Tasks to carry out.
(a) From the article on residential development, rewrite the passage between "Global real estate" and "last few years.", inclusive, substituting "forecasting" for "predicting".
(b) Translate this sentence from the article on residential development into Spanish: "We predict that 2018 will see a new focus on residential development in smaller cities and other major towns in the north west."
═══ Page ═══
1. Up Street Montage Cropped

Global real estate firm Cushman & Wakefield is predicting a new focus on residential development in smaller cities and other major towns in the north west in 2018.

 

Caroline Baker, partner in the firm’s Manchester office, is advising Preston City Council on developing its City Living Strategy and believes more developers will start to look in other areas to find new opportunities given the expectations of land values in Manchester.

 

She says: “Manchester has been the focus of much residential development, particularly build to rent (BTR), over the last few years.

 

“We predict that 2018 will see a new focus on residential development in smaller cities and other major towns in the north west.

 

“The focus will be on centres in accessible locations, within walking distance of intercity stations and the metro network, with excellent connectivity to employment opportunities, green space and a vibrant mix of bars and restaurants and wider leisure offer.”

 

Preston is well placed to capitalise on the booming, but expensive Manchester residential market with a mainline intercity railway station that’s primed to become an HS2 hub, some of the best parks and open spaces in the UK right in the city centre and an improving leisure and nightlife offer.

 

The size and ambition of Preston’s university, together with major employers in the vicinity, such as Lancashire County Council, the University of Central Lancashire and British Aerospace, means there are skilled education and employment opportunities in the city.

 

Preston is seeking to attract developers of quality residential schemes into the city centre, although most of the apartment projects put forward to date are for small flats aimed at the Private Rental Sector (PRS) and would not be attractive to owner occupiers even if they were available for sale.

 

The proposed conversion of redundant and empty offices into PRS targeted units, often offloaded to overseas investors pre-opening, has been the city living story to date in Preston, with just one or two developers proposing quality design-led, spacious and high specification homes for people to buy and live in.

 

In Greater Manchester, Caroline Baker says a prioritisation on the delivery of new homes in the region’s town centres will lead to a different product than has been seen in Manchester city centre, with less glass and less height.

 

“We anticipate seeing higher density schemes such as town houses and 3-4 storey flatted developments especially around transport nodes.

 

“The target occupiers will be much broader too – some young professionals but more of a focus on families and older people.”
═══ Data excerpts ═══
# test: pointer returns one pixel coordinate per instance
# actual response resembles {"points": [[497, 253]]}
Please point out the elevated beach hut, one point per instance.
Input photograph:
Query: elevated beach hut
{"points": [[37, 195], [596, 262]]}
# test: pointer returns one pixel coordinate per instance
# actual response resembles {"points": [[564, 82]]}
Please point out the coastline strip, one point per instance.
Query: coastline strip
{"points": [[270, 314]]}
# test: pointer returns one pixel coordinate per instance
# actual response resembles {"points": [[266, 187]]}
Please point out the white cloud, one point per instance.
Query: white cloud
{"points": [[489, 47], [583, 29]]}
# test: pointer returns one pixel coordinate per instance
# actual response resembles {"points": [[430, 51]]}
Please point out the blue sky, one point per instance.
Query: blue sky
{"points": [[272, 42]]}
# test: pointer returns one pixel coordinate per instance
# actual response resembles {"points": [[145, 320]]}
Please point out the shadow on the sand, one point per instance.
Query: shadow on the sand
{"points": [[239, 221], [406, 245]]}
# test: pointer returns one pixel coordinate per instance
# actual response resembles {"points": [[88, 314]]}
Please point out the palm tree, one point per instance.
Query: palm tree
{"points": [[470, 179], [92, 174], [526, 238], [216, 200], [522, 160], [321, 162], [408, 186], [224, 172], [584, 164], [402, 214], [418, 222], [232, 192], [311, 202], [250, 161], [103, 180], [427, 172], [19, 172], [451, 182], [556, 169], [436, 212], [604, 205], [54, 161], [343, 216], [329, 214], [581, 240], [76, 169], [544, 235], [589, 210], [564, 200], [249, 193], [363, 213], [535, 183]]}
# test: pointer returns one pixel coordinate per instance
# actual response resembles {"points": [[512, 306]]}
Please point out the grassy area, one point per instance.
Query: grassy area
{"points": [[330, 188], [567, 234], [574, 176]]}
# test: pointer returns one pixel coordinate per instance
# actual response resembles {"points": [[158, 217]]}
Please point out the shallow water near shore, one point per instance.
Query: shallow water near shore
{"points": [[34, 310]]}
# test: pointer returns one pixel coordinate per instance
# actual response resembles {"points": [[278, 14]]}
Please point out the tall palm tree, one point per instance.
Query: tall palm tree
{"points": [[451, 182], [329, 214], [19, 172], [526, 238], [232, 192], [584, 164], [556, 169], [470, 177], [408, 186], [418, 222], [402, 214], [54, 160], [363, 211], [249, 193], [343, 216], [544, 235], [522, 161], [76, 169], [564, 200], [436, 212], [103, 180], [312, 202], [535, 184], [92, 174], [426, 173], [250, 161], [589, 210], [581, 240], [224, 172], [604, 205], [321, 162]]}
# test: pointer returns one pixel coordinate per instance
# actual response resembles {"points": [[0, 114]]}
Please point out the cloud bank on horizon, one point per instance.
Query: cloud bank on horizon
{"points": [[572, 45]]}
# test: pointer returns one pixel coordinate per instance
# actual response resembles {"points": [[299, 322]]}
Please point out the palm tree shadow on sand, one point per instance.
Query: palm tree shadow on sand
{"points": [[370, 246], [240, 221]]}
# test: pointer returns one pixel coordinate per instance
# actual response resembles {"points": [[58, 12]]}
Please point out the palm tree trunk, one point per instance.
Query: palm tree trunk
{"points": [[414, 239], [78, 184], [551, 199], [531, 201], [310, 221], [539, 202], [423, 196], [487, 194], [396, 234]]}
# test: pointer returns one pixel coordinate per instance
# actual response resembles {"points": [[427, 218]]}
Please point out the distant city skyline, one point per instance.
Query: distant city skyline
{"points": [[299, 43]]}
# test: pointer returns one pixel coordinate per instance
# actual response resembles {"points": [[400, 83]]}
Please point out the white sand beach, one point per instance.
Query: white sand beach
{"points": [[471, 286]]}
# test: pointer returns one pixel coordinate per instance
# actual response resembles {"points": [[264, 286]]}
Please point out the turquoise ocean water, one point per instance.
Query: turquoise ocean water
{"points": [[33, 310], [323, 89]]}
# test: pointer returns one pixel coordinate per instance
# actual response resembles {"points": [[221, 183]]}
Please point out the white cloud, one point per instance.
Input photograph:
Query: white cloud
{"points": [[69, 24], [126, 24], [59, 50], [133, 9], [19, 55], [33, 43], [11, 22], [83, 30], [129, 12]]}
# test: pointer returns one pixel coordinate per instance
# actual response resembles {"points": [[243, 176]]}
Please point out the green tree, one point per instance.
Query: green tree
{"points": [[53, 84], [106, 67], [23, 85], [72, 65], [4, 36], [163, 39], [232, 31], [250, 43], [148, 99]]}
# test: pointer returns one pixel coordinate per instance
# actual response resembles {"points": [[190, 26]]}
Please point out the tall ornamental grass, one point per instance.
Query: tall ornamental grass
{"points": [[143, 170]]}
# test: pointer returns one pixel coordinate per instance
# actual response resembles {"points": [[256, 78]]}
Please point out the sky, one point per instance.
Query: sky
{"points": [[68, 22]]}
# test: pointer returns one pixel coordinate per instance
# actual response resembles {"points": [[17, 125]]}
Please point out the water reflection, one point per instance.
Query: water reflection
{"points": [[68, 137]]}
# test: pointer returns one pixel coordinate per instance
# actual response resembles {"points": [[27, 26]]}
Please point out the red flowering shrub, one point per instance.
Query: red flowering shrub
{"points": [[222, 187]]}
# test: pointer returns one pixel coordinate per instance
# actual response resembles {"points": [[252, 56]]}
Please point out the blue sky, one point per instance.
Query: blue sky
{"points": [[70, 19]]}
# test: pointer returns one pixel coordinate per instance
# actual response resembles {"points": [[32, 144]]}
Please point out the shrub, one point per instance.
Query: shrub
═══
Correct answers.
(a)
Global real estate firm Cushman & Wakefield is forecasting a new focus on residential development in smaller cities and other major towns in the north west in 2018.

 

Caroline Baker, partner in the firm’s Manchester office, is advising Preston City Council on developing its City Living Strategy and believes more developers will start to look in other areas to find new opportunities given the expectations of land values in Manchester.

 

She says: “Manchester has been the focus of much residential development, particularly build to rent (BTR), over the last few years.

(b) Prevemos que 2018 traerá un nuevo enfoque en el desarrollo residencial en ciudades más pequeñas y otras localidades importantes del noroeste.